Dataset items |
*-*-*
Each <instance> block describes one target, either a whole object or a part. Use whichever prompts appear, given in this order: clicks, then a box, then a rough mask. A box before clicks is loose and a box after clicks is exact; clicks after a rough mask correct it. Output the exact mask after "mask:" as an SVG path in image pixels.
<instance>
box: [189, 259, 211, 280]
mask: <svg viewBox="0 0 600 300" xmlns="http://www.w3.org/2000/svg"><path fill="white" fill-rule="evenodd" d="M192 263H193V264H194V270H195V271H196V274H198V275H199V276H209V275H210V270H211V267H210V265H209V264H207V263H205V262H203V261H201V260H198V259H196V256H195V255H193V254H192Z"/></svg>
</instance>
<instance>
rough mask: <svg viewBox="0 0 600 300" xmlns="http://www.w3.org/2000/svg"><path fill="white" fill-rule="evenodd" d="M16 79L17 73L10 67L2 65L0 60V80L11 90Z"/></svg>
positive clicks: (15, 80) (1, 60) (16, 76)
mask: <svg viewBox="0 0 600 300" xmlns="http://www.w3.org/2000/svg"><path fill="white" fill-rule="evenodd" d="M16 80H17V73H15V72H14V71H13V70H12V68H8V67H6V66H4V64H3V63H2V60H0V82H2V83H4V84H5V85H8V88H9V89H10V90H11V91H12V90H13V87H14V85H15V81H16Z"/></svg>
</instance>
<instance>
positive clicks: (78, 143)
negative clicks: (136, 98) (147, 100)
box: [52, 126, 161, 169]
*-*-*
PROBLEM TO SOLVE | Exactly as written above, reproduce all of the entries.

EXERCISE SOLUTION |
Each <instance> block describes one target, either a whole object or a part. Use whichever prompts appear, given in this order: clicks, then a box, then a rough mask. A box before clicks is loose and a box after clicks is exact; clicks after a rough mask correct it. Output the exact mask after "mask:" as an SVG path in image pixels.
<instance>
box: [189, 259, 211, 280]
mask: <svg viewBox="0 0 600 300" xmlns="http://www.w3.org/2000/svg"><path fill="white" fill-rule="evenodd" d="M192 263H193V264H194V270H195V271H196V274H198V275H199V276H209V275H210V270H211V267H210V265H209V264H207V263H205V262H203V261H201V260H198V259H196V256H195V255H193V254H192Z"/></svg>
</instance>
<instance>
rough mask: <svg viewBox="0 0 600 300" xmlns="http://www.w3.org/2000/svg"><path fill="white" fill-rule="evenodd" d="M16 79L17 73L10 67L2 65L0 60V80L11 90Z"/></svg>
positive clicks: (15, 80) (1, 60) (16, 76)
mask: <svg viewBox="0 0 600 300" xmlns="http://www.w3.org/2000/svg"><path fill="white" fill-rule="evenodd" d="M16 80H17V73H15V72H14V71H13V70H12V68H8V67H6V66H4V64H3V63H2V60H0V82H2V83H4V84H5V85H8V88H9V89H10V90H11V91H12V90H13V87H14V85H15V81H16Z"/></svg>
</instance>
<instance>
positive clicks: (78, 143)
negative clicks: (136, 98) (147, 100)
box: [52, 126, 161, 169]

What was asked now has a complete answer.